Segmentation data:
++++

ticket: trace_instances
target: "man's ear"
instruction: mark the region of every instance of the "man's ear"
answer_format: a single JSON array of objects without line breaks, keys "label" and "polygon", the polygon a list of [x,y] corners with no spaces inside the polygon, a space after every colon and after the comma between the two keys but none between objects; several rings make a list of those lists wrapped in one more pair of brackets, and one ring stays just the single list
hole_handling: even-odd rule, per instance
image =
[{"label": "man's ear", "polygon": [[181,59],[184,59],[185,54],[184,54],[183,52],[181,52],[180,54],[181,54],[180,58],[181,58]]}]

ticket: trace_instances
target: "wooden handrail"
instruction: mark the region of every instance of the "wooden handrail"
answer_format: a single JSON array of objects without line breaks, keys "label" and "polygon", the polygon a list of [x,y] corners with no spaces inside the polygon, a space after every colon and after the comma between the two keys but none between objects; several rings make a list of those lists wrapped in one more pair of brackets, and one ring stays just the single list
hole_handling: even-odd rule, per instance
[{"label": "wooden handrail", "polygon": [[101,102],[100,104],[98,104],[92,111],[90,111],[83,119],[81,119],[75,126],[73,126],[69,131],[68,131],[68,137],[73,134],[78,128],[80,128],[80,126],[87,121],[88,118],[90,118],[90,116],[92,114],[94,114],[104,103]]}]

++++

**Exercise objective**
Format each line of the rows above as a numbered list item, leaving out the blank lines.

**Full answer**
1. ticket: trace_instances
2. target: "man's ear"
3. instruction: mark the region of every instance of the "man's ear"
4. answer_format: a single JSON array of objects without line breaks, keys "label" and "polygon", the polygon a list of [x,y] corners with no spaces inside the polygon, a space after every colon and after the comma between the two keys but none between objects; several rings make a list of those lists wrapped in one more pair of brackets, and one ring stays just the single list
5. hole_handling: even-odd rule, per instance
6. image =
7. [{"label": "man's ear", "polygon": [[181,59],[184,59],[185,54],[184,54],[183,52],[181,52],[180,54],[181,54],[180,58],[181,58]]}]
8. ticket: trace_instances
9. target: "wooden handrail"
10. instruction: mark the region of every instance of the "wooden handrail"
11. answer_format: a single JSON array of objects without line breaks, keys "label" and "polygon", the polygon a list of [x,y] corners with no spaces inside the polygon, a space after every colon and after the comma between the two keys but none between objects; several rings make a list of those lists wrapped in one more pair of brackets, and one ring stays just the single list
12. hole_handling: even-odd rule, per instance
13. [{"label": "wooden handrail", "polygon": [[101,102],[100,104],[98,104],[92,111],[90,111],[83,119],[81,119],[75,126],[73,126],[69,131],[68,131],[68,137],[73,134],[78,128],[80,128],[80,126],[87,121],[88,118],[90,118],[90,116],[92,114],[94,114],[104,103]]}]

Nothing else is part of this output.